- [PAGE]
========

Ladyjane14 Posted March 17, 2008 Posted March 17, 2008 If you don't have any kids to worry about, why not just go ahead and divorce her out-of-hand? She's already "living single", why not make it official? She's using your home for a flop-house and dating other men. Why would you accord her the privileges of a WIFE, when she's telling you point-blank that "in her head, she's not married anymore". If it was me, I'd see an attorney and ramrod this thing through at lightning speed. She wouldn't feel the breeze from my passage out of her life until 5 minutes after I'd gone... that's how fast she'd get her wish. Sure as soon as she feels control of the situation is slipping out of her hands, she'll cry and carry on. Likely as not, she'll tell you that she's "confused" and that you're her "very best friend" and that she doesn't want to lose you. But you have NOTHING to lose that's not already lost. If you let this woman treat you bad now, there's nothing to stop her from doing you wrong any time the mood takes her. Her concerns are limited to her "friends" and her new OM. Hey, why not let THEM fix her car, carry her out to the bank, and tend to her dysfunction? She just gave you a "Get-out-of-jail-FREE-card". I'd take it and run if I were you.

========

Entries for locating named things:
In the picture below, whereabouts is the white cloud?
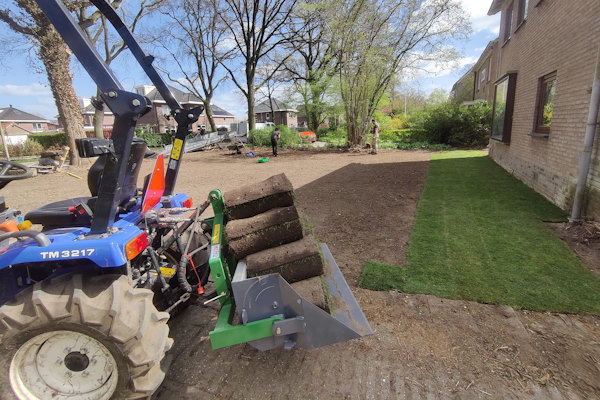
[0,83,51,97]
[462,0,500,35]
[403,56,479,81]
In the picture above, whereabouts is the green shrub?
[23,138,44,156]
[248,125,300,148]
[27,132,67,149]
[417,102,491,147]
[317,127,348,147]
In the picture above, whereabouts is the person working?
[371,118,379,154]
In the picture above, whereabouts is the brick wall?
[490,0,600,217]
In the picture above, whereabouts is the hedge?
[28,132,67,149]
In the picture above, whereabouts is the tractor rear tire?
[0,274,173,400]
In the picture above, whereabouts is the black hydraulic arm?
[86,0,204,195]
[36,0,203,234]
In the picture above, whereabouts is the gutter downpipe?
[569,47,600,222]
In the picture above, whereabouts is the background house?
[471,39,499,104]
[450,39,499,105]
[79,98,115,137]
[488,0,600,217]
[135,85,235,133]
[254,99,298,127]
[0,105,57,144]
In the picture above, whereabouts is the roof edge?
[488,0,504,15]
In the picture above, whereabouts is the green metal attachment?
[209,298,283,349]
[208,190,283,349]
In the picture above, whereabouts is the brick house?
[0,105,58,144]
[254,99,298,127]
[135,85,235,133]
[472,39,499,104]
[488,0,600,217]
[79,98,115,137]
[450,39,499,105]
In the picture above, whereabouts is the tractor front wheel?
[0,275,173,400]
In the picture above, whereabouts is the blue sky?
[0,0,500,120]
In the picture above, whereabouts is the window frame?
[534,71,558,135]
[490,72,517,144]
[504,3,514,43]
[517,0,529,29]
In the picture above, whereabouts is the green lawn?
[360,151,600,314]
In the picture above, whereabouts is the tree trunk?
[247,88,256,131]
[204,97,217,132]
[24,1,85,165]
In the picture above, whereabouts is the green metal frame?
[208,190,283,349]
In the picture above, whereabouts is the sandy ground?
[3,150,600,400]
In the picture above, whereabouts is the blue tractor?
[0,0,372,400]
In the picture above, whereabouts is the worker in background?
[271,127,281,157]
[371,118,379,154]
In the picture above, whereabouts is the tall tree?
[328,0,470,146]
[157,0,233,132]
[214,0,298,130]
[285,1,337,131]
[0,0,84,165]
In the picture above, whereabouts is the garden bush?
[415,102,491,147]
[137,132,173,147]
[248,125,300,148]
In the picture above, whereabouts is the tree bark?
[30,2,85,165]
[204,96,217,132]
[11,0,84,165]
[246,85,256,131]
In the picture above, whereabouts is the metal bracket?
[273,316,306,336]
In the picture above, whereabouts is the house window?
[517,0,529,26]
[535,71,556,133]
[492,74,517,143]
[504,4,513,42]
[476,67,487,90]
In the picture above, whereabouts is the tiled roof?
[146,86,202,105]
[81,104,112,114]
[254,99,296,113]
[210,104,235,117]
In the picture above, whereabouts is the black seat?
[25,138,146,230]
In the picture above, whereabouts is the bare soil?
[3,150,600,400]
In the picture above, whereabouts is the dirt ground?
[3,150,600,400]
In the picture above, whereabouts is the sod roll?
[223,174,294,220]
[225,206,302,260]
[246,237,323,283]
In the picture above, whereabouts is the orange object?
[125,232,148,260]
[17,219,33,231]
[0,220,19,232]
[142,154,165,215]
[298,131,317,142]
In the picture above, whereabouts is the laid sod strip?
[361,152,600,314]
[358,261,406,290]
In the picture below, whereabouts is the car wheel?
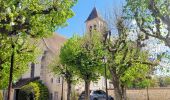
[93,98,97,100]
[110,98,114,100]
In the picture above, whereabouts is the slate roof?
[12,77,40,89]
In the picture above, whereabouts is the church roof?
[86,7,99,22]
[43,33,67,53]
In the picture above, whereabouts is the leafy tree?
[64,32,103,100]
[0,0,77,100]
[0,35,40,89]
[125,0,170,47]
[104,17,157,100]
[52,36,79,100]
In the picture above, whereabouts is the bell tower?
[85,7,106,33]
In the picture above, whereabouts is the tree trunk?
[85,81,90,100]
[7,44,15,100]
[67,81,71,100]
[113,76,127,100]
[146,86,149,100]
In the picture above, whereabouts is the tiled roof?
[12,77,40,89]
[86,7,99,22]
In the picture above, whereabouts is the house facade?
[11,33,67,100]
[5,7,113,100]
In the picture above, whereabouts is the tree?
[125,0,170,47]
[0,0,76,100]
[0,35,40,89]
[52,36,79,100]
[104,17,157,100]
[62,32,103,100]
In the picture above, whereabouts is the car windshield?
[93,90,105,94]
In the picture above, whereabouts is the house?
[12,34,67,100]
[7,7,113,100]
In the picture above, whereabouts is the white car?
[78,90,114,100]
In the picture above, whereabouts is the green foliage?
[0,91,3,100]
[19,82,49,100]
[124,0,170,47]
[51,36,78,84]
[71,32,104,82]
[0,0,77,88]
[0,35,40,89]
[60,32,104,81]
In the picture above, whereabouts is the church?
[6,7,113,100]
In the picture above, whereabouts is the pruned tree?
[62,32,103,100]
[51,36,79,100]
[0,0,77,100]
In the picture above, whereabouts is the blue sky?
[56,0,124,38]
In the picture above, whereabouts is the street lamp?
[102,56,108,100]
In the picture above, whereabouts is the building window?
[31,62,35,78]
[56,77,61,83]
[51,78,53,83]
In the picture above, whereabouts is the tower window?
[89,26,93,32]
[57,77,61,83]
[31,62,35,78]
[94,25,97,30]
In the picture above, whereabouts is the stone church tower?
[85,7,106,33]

========

- [TASK TO COMPLETE] List, in order of appearance, every phrase that the forum post places inside quotation marks. Answer using the forum post alone.

- [SOLVED EXERCISE]
- living single
- in her head, she's not married anymore
- confused
- very best friend
- friends
- Get-out-of-jail-FREE-card